READING PASSAGE:
· · · ·

Categorized | 2007 Enterprise Articles



Utah Should Switch to a Defined Contribution Retirement System

by Howard Stephenson

It’s past time the Utah Legislature switched its defined benefit
(DB) retirement plans to a defined contribution (DC) system. The
positive benefits of such a change would be significant for both
state employees and the taxpayers who employ them, while enhancing
the professionalism of state workers.

Through a defined benefit plan the state guarantees a certain
retirement income – usually a percent of final years’ salary – and
guarantees inflationary adjustments throughout retirement for the
employee and spouse. This puts taxpayers at risk in case of
economic downturns when contributions to the system must be
increased to keep the system actuarially sound.

A defined benefit plan becomes a sort of “golden handcuff” to
entice workers to keep their employment with the state until
retirement. It induces career government employees and punishes
the cross-pollination which occurs when workers move in and out of
the public and private sectors. A defined benefit plan is not good
if we want people to make a contribution in their government job
and move on to other opportunities. It potentially results in dead
wood hanging on until retirement. It is a holdover of the days
when the worker “owed his soul to the company store.” Unions tend
to like defined benefit plans because they provide stability in
union membership and therefore, stability of union dues.

The benefits of a DC plan

A defined contribution plan, on the other hand, provides the
employee with true professional portability of his retirement
account which follows him to new places of employment. The worker
also gets to choose the type of investments his account is held in
and can pass the assets to his heirs after he and his spouse are
deceased.

The defined contribution plan also ensures that taxpayers can pay
their contribution toward employee retirement in the pay period
the worker is actually employed rather than 30 or more years later.

In state government there is no greater example of the inmates
being in charge of the asylum than in Utah’s refusal to move to a
defined contribution plan. All kinds of scare stories are drummed
up whenever the legislature looks at making the switch. But the
biggest enticement for legislators not making the change is a
claim that we’re currently getting the short-term employees to
fund something they won’t get.

· · · ·

TO BE DONE: Copy the passage from the op-ed on Utah's retirement system word for word, from "A defined contribution plan, on" to "more years later.".

· · · ·

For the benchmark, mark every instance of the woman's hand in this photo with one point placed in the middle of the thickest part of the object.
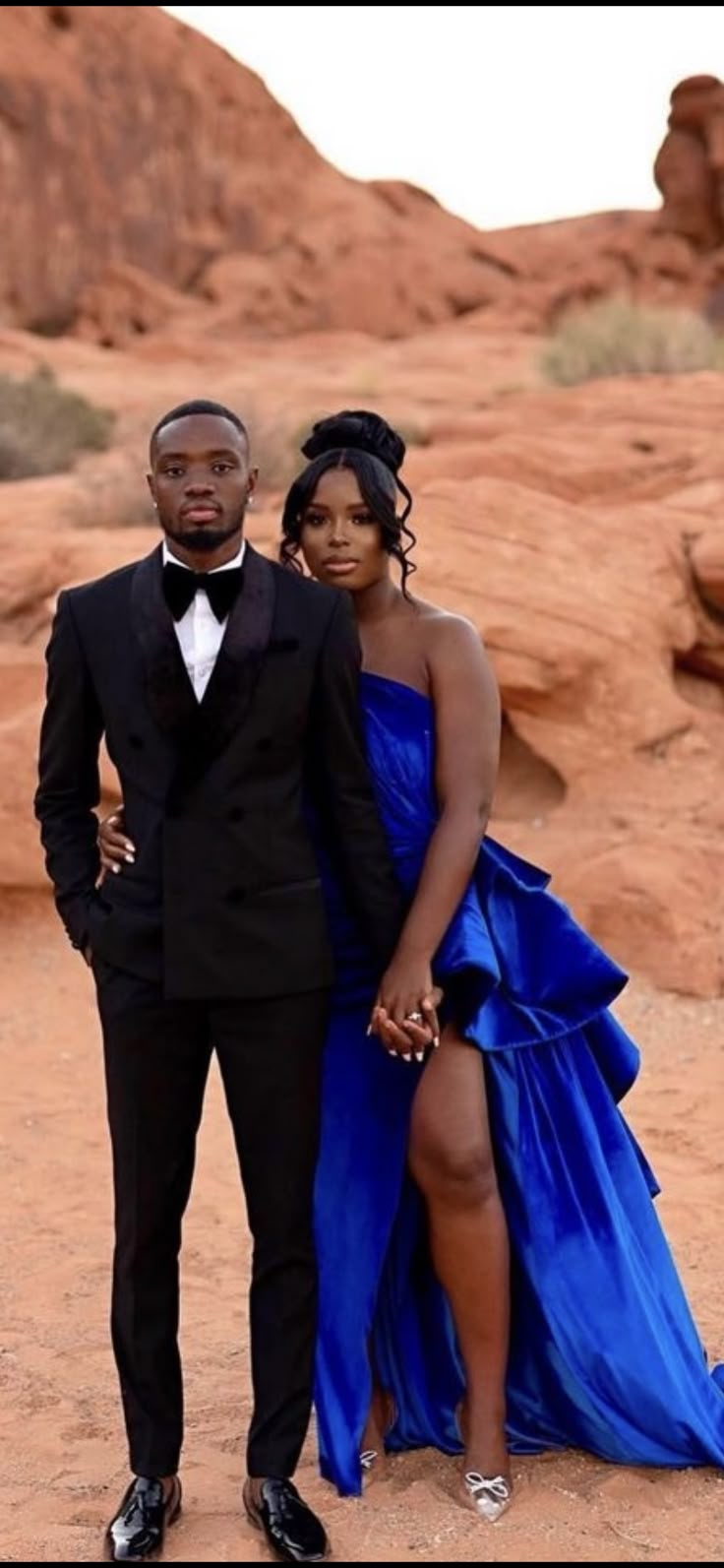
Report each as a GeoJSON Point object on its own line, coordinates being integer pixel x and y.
{"type": "Point", "coordinates": [115, 847]}
{"type": "Point", "coordinates": [404, 1013]}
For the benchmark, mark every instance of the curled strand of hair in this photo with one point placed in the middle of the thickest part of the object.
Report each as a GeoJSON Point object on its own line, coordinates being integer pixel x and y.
{"type": "Point", "coordinates": [288, 555]}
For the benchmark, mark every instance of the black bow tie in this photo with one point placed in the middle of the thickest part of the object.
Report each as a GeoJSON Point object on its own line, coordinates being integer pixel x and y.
{"type": "Point", "coordinates": [181, 587]}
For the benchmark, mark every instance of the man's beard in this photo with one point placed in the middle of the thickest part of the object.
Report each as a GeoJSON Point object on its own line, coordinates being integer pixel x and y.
{"type": "Point", "coordinates": [206, 539]}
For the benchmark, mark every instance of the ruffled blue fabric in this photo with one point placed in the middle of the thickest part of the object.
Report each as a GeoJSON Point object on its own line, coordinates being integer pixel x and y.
{"type": "Point", "coordinates": [604, 1350]}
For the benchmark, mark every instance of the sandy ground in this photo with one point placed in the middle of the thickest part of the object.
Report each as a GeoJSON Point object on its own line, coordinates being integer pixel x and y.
{"type": "Point", "coordinates": [61, 1446]}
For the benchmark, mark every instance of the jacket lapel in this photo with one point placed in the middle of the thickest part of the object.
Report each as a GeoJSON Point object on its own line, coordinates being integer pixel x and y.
{"type": "Point", "coordinates": [168, 689]}
{"type": "Point", "coordinates": [203, 729]}
{"type": "Point", "coordinates": [246, 639]}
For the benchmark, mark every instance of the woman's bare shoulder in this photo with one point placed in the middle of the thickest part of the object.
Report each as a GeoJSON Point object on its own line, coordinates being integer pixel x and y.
{"type": "Point", "coordinates": [447, 634]}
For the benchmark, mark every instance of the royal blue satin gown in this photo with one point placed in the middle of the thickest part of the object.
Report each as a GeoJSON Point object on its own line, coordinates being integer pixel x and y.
{"type": "Point", "coordinates": [604, 1348]}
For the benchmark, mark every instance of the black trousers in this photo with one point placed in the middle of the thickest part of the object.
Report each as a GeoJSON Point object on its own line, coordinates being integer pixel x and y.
{"type": "Point", "coordinates": [157, 1059]}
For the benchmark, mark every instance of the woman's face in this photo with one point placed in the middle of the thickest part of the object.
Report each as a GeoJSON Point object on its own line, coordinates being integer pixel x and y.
{"type": "Point", "coordinates": [340, 541]}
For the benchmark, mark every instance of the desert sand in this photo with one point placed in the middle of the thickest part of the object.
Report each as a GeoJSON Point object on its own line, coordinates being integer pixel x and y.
{"type": "Point", "coordinates": [61, 1443]}
{"type": "Point", "coordinates": [581, 532]}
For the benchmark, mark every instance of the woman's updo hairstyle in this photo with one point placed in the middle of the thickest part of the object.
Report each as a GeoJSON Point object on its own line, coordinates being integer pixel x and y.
{"type": "Point", "coordinates": [375, 452]}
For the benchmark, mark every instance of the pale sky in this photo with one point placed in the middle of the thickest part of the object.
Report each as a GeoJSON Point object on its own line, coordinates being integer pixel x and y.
{"type": "Point", "coordinates": [507, 113]}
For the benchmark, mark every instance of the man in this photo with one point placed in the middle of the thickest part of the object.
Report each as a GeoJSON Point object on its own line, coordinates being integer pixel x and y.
{"type": "Point", "coordinates": [216, 677]}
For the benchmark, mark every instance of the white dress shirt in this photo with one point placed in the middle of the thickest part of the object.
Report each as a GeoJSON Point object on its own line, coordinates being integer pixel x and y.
{"type": "Point", "coordinates": [198, 631]}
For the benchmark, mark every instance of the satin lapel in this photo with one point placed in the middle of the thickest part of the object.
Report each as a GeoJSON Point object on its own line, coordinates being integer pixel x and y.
{"type": "Point", "coordinates": [246, 639]}
{"type": "Point", "coordinates": [168, 689]}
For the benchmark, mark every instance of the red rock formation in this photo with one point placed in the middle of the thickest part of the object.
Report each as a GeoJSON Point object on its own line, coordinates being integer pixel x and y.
{"type": "Point", "coordinates": [148, 177]}
{"type": "Point", "coordinates": [690, 163]}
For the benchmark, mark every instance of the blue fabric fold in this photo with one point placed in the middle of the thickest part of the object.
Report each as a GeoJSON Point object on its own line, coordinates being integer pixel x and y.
{"type": "Point", "coordinates": [604, 1350]}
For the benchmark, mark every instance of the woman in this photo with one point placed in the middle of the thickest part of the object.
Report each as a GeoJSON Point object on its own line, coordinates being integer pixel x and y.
{"type": "Point", "coordinates": [493, 1275]}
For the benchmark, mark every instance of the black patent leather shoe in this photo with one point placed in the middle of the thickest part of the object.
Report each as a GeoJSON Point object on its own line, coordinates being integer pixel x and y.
{"type": "Point", "coordinates": [142, 1522]}
{"type": "Point", "coordinates": [293, 1533]}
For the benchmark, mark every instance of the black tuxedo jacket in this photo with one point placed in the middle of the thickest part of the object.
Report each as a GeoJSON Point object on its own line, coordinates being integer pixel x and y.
{"type": "Point", "coordinates": [224, 899]}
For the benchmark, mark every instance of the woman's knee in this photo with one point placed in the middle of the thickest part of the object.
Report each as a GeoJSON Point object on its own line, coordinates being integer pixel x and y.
{"type": "Point", "coordinates": [457, 1174]}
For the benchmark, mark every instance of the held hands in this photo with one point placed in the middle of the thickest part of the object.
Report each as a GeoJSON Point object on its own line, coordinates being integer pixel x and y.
{"type": "Point", "coordinates": [115, 847]}
{"type": "Point", "coordinates": [404, 1013]}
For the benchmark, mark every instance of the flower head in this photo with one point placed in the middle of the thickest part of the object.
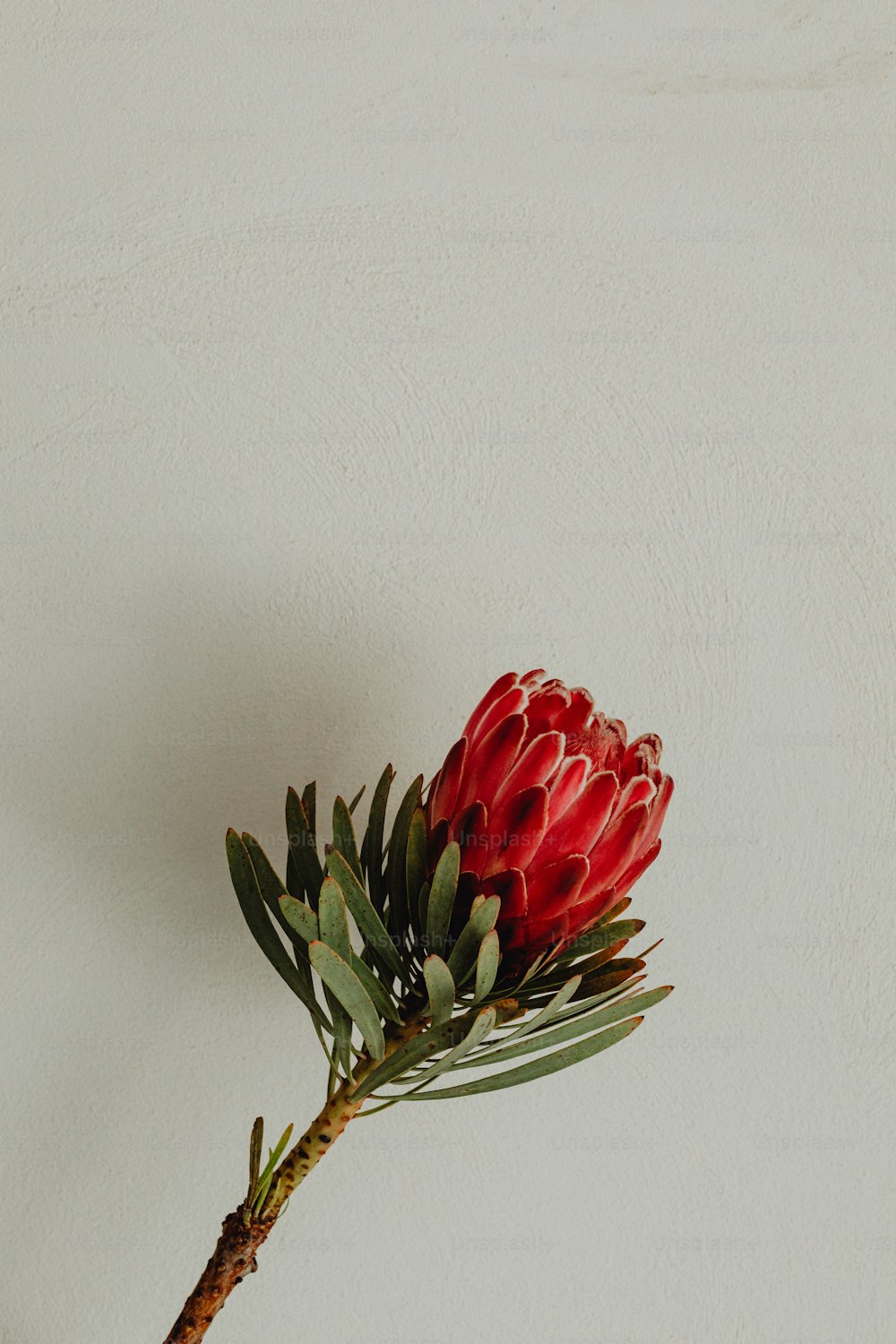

· · · ·

COMPLETED EXERCISE:
A defined contribution plan, on the other hand, provides the
employee with true professional portability of his retirement
account which follows him to new places of employment. The worker
also gets to choose the type of investments his account is held in
and can pass the assets to his heirs after he and his spouse are
deceased.

The defined contribution plan also ensures that taxpayers can pay
their contribution toward employee retirement in the pay period
the worker is actually employed rather than 30 or more years later.